**Consigne 1**
Convertis en CSV à deux colonnes, consigne et reponse, les lignes de données situées entre la ligne contenant "fan and draw a tight box." et celle contenant "492,341,640,481", incluses. Place chaque consigne et sa réponse chacune dans un champ entre guillemets, une ligne CSV par paire, en remplaçant les sauts de ligne par des espaces.

C’est au lendemain de la "Polymultipliée" (course de vélo), ayant lieu chaque année dans les Monts-d’Or, que Grand-père, parti chercher son journal, revint avec un magnifique chien blanc, qui l’avait suivi tout le long de la route.
Il était un peu sale, mais on voyait nettement que c’était une bête soignée et non abandonnée. Il devait s’être perdu depuis peu.
Pépé n’avait pas eu le courage de le mettre dehors et après lui avoir donné un bon bol de lait chaud en réconfort, nous décidâmes, d’un commun accord, de le garder avec nous, tant que personne ne le réclamerait.
Ce grand beau chien à la houppelande blanche était un Samoyède, issu d’une race de chien de traîneaux. Doux avec les enfants, plein de vivacité et d’intelligence dans le regard, il avait tout pour se faire adopter.
Il avait ni nom ni collier. Pendant quelques semaines, Grand-père regarda dans le journal si le propriétaire ne réclamait pas son chien. Mais personne ne se manifesta, à notre grand soulagement.

**Consigne 2**
Poursuis le récit du Samoyède recueilli par Grand-père en reprenant juste après sa dernière phrase.

**Données d'entrée**
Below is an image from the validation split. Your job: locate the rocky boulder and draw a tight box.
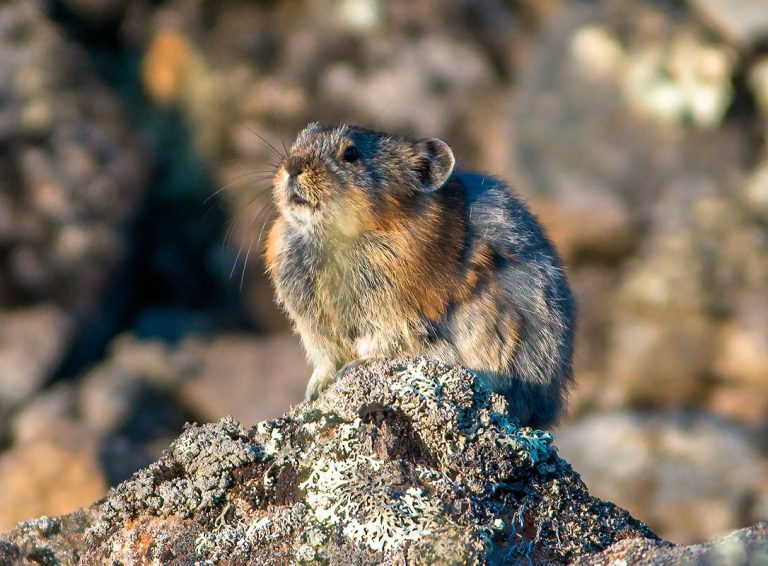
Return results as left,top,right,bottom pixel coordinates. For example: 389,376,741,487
0,359,658,564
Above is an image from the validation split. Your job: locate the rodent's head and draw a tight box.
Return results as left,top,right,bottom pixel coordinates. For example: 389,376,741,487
273,122,455,234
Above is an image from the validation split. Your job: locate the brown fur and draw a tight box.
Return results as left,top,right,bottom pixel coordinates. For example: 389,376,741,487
266,124,574,424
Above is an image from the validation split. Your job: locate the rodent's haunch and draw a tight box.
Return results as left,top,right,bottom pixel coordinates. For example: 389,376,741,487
266,123,576,426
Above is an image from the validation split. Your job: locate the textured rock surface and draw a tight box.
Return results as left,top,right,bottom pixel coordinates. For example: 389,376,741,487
557,412,768,543
574,523,768,566
0,359,656,564
0,0,147,424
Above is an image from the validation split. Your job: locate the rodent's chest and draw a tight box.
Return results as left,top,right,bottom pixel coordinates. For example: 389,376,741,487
276,231,387,319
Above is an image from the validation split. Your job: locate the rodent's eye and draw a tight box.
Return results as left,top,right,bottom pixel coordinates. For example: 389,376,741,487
341,145,360,163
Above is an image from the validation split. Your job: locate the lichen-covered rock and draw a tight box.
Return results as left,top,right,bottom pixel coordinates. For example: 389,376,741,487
0,358,656,564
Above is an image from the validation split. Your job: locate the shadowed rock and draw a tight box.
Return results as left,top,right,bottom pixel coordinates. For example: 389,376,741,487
0,358,732,564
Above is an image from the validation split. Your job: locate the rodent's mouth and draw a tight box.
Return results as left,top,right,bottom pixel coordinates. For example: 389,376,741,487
288,191,312,207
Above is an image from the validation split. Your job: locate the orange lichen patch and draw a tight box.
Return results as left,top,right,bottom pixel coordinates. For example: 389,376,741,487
141,29,194,104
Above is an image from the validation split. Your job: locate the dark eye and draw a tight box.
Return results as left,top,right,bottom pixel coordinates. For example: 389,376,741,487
341,145,360,163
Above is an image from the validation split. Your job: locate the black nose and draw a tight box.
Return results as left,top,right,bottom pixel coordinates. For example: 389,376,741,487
285,159,304,177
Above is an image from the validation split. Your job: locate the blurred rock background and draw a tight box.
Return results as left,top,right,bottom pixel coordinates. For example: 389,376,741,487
0,0,768,542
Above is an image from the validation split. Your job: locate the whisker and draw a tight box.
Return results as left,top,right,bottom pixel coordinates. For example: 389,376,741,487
229,242,245,279
240,236,253,291
203,178,272,204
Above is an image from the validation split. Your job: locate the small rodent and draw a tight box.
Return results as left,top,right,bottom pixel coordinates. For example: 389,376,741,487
266,123,576,426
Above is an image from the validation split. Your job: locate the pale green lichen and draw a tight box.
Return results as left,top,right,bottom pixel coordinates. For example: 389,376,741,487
300,418,441,552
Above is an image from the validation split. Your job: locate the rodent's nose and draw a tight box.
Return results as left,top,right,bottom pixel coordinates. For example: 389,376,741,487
285,159,304,177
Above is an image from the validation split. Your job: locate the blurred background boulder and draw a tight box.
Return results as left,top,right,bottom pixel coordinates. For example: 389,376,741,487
0,0,768,542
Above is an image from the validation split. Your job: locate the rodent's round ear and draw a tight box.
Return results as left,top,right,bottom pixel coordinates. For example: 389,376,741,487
413,138,456,192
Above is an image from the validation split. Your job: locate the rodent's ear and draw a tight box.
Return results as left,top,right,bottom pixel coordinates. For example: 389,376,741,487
413,138,456,192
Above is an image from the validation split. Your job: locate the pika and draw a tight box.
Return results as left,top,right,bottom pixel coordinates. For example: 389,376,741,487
266,123,576,427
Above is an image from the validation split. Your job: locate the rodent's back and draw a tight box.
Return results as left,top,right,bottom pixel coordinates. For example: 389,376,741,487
450,173,576,426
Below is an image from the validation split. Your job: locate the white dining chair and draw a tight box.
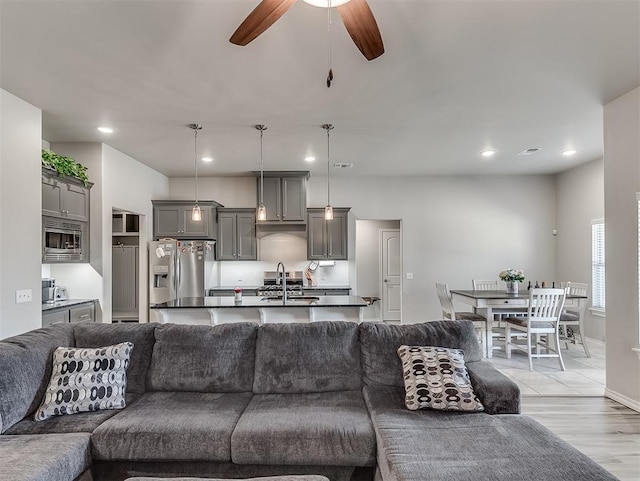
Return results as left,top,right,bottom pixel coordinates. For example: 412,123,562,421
504,288,567,371
560,282,591,357
471,279,500,291
436,282,488,357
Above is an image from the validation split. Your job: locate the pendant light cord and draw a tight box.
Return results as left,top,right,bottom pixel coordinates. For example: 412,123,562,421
193,127,198,206
260,126,264,205
327,125,331,205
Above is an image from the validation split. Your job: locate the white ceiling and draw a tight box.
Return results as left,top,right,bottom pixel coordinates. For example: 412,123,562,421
0,0,640,177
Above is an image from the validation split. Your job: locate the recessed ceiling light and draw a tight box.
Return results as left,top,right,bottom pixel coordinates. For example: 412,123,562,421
518,147,542,155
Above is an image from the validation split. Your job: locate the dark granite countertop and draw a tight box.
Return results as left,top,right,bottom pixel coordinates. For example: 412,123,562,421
150,296,367,309
42,299,95,312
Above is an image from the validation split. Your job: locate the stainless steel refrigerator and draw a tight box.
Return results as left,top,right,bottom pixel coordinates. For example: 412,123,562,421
149,239,215,304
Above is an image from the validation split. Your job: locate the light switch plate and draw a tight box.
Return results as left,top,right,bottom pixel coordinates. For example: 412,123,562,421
16,289,33,304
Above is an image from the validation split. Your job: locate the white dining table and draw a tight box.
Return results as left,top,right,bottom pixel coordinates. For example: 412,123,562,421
451,289,587,358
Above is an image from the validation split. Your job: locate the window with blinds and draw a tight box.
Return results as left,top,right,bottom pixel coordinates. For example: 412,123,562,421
591,219,605,311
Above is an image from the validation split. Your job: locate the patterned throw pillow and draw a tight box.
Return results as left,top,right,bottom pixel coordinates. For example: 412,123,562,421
34,342,133,421
398,346,484,411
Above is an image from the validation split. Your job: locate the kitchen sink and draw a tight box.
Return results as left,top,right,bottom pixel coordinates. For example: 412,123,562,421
260,296,320,302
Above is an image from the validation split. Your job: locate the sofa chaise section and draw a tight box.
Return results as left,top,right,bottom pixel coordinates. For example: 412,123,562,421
0,433,91,481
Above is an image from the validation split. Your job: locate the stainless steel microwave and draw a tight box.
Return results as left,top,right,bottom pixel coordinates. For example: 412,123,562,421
42,216,89,264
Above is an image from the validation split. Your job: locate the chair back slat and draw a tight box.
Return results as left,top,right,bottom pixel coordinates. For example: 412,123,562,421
436,282,456,320
529,289,567,324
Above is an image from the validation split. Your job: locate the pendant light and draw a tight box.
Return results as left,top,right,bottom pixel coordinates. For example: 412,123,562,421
189,124,202,222
256,124,267,221
322,124,333,220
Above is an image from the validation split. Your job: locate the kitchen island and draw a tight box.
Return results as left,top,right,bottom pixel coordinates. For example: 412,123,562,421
150,295,367,325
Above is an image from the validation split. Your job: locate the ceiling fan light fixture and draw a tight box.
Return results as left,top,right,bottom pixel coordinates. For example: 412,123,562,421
302,0,351,8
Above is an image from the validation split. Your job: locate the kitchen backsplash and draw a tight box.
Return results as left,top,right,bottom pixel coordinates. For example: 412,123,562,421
207,232,349,288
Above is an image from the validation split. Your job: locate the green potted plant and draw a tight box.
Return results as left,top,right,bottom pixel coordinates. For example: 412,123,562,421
42,149,89,186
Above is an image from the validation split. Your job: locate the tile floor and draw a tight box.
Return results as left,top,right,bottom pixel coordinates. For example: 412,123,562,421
491,340,605,396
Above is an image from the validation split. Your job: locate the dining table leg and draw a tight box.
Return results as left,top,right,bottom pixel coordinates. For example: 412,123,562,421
484,307,493,359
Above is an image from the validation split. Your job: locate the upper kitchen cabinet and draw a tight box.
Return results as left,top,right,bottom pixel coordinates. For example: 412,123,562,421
216,209,258,261
42,169,93,222
151,200,220,240
257,171,309,224
307,207,349,261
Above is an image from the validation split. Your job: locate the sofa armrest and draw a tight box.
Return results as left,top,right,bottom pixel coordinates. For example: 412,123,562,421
466,361,520,414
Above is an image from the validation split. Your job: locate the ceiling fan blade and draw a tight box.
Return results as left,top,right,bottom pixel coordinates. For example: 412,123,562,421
229,0,297,46
338,0,384,60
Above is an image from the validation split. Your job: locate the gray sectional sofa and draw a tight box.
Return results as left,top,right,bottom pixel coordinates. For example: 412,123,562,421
0,321,616,481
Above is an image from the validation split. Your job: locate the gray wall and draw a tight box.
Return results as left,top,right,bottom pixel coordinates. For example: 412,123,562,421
604,88,640,411
0,90,42,339
556,159,606,341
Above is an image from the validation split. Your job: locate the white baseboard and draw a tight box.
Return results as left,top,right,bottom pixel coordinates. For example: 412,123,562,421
604,388,640,413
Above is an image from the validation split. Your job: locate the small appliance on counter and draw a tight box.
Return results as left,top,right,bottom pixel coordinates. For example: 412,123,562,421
53,286,69,301
42,278,56,304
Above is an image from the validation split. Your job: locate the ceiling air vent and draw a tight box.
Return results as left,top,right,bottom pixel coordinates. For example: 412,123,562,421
518,147,542,155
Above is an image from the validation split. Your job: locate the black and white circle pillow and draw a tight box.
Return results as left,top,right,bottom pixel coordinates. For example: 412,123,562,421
34,342,133,421
398,346,484,411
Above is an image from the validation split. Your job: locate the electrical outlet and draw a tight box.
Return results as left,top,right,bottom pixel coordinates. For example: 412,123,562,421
16,289,33,304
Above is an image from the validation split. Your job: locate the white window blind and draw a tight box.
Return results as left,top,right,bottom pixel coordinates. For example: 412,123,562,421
591,219,605,310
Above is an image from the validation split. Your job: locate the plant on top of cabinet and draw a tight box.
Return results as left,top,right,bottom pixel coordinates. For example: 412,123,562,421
42,149,89,187
307,207,350,260
256,170,309,225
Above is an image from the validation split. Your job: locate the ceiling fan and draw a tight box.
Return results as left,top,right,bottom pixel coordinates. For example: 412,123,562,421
229,0,384,60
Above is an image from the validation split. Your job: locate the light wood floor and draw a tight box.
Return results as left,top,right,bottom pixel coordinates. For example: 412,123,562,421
492,341,640,481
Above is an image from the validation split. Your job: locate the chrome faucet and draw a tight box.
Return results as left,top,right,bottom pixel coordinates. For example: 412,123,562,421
276,262,287,304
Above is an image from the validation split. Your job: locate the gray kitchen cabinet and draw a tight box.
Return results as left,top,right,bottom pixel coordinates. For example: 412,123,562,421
42,169,93,222
152,200,220,240
216,209,258,261
42,301,96,327
42,309,69,327
69,302,96,323
257,171,309,224
307,208,349,260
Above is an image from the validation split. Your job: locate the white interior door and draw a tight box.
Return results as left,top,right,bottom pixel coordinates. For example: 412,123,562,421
380,229,402,321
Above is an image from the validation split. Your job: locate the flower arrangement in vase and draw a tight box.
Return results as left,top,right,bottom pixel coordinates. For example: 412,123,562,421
498,268,524,294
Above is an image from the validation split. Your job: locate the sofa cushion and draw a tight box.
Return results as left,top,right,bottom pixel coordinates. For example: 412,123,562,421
231,391,375,466
147,322,258,392
364,386,616,481
91,392,252,461
5,394,142,434
253,321,362,394
74,322,159,394
0,433,91,481
360,321,482,387
125,475,329,481
0,324,74,432
34,342,133,421
398,346,484,412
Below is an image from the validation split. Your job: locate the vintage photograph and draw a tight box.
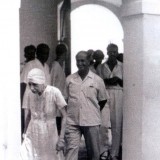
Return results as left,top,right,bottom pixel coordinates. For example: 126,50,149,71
0,0,160,160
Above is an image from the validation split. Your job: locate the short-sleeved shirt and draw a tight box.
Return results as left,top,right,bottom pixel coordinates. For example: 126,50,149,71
21,59,50,84
22,85,67,118
66,71,107,126
97,61,123,89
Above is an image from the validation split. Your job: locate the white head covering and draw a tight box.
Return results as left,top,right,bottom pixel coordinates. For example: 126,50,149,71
27,68,46,84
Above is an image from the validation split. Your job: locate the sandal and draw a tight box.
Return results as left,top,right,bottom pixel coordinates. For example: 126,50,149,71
100,151,108,160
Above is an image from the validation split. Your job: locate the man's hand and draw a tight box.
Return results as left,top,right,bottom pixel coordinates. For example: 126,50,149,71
56,138,65,151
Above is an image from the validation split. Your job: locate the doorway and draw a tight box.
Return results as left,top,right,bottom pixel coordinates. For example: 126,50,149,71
71,4,124,73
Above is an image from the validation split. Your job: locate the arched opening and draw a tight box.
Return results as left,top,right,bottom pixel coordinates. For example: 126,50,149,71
71,4,124,73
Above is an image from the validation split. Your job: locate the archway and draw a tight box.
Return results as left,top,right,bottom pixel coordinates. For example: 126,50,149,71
71,4,124,73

**Résultat final 1**
consigne,reponse
"Above is an image from the validation split. Your job: locate the ceiling fan and draw a tight box. Return results as left,top,right,bottom pixel coordinates. For example: 412,123,562,421","229,0,384,60"
"Above is an image from the validation split. Your job: locate the light wood floor and draw a tight box. Return results as left,top,right,bottom pixel coordinates. For example: 412,123,562,421","492,341,640,481"

**Résultat final 2**
Pépé en conclut qu’il avait dû se perdre pendant la course ou qu’il avait dû sauter de la voiture de ses maîtres, de passage dans la région.
Ce chien perdu sans collier devint donc, très vite, notre compagnon adoré et il fut prénommé Wisky.
- Wisky et Cl. Ferraud - 1950
Ce fut aussi l’année de notre départ pour Clermont-Ferrand. Mon père, récemment nommé directeur des usines "Conchon-Quinet", il fallut déménager.
Si je ferme les yeux, je revoie, notre départ de Curis, à la pointe du jour.
Je sens encore, les embrassades attendries de Pépé, et le gros camion qui s’ébranle avec meubles et valises.
Un monsieur de l’usine est au volant. Papa, Maman tenant mon petit frère dans les bras et moi, serrant mon chien dans les miens, sommes entassés côte à côte.
L’air est très frais. Nous sommes au mois de septembre, et je pars vers une nouvelle ville, une nouvelle école, en bref... vers une véritable aventure, pour la petite fille de 7 ans que je suis.
Après un voyage qui me sembla bien assez long, si j’en crois les éternels soulèvements de cœur qui me tenaillent dès que je monte en voiture, nous sommes enfin arrivés dans cette petite ville de province.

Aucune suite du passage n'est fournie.